··· Selected excerpt

Canadians have a head start in the growing industry with legislation only months away. But exporting around the world poses a few problems. Logistically, shipping products all over the world is going to increase the cost of production.

Climate-wise, other than the West Coast of British Columbia, Canada typically has a less desirable environment for the production of cannabis. Growers who have to pay to cool their cannabis product in the summer and heat the product in the winter see an increase in the cost of production.

Because cannabis is a high-demand agricultural product with a medical focus, not being cost conscious can pose real problems to a business down the line. This makes locations like Europe and the U.S. – where labour is typically cheaper or climate is typically more favourable – extremely attractive to CROP and investors.

“The companies that survive will be those that can adapt to the cost wars effectively,” says Yorke.

While the current political climate in the U.S. makes the future of cannabis legalization unclear, there is a base for significant impact and partnerships.

“If you look at Canada early on, there were 30,000 licensed users as a basis for multiple public companies that would mount billion-dollar valuations,” says Yorke. “If you look at Washington, there are roughly 600,000 recreational users. California – the sixth-largest economy in the world – has roughly four million cannabis users. A recent Gallup poll suggests 13%, or one in eight, of U.S. residents use some form of cannabis, which is larger than the entire population of Canada.”

Businesses like CROP are preparing themselves for the massive international boom in the cannabis industry by focusing on infrastructure in coastal states that will become future export hubs for the rest of the U.S.

Going global, building brands

CROP has around 15 brands in the United States and is developing in Europe but not in Canada.

“Where Canada falls short – despite having the most highly valued companies in the world – is that they aren’t letting companies establish brands,” says Yorke.

······
··· Exercise data

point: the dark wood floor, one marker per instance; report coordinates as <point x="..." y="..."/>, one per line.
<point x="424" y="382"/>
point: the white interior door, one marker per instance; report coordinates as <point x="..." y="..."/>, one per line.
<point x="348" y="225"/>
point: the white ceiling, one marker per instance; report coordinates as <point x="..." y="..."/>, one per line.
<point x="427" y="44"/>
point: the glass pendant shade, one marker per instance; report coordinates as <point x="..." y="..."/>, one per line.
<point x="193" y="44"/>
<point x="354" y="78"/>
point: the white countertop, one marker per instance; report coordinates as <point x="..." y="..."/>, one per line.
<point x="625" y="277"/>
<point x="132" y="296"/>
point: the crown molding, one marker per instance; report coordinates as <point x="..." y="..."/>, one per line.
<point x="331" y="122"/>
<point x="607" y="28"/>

······
··· Exercise data

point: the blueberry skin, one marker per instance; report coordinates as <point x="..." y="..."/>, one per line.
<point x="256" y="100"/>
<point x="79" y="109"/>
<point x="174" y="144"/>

······

§ **Work to complete**: Extend the passage on Canadian cannabis companies and global expansion, starting after its last sentence.

§ **Written response**:
Not allowing companies to create brand loyalty from consumers hinders companies’ ability to mature and see groups become mainstay household names. Meanwhile, the U.S. has created a more capitalist business where brands can be developed, and ambassadors and celebrities can get behind a brand or product.

One of CROP’s partners is Yield Growth Corp. – a Vancouver-based wellness company – which has developed a unique line of 55 cannabis-infused products. CROP has the exclusive rights to distribute those products in Italy, and Yield hopes to make a name for itself as a top brand in the cannabis industry.

Italy is an ideal partner for Yield and CROP because of its focus on cannabidiol (CBD) products and its proactive attitude towards cosmetics. Yield products often incorporate CBD, a more medical-focused cannabis product.

Time to invest

Investors who invested early in the Canadian cannabis sector have mostly done very well. Overlooked were the opportunities in Europe and in the United States. While other firms were looking at the highly competitive Canadian sector, CROP began looking elsewhere.

Many cannabis-centred companies have yet to treat their business like a real business, rather than a speculative market, says Yorke.

“It will come down to the people that have the infrastructure and logistics strategically placed that will hold the dominant places in the market,” says Yorke.

CROP has seen that the baby boomer generation – who were coming of age in the ’60s – have been keen on investing in infrastructure and cannabis-growing companies. Millennial investors are also becoming more common.

“The generation of today are really just beginning to invest in the stock market,” says Yorke. “We see a full spectrum of investors, from those that are speculative to more seasoned investors.”

The cannabis movement is a medical, recreational and global phenomenon, says Yorke.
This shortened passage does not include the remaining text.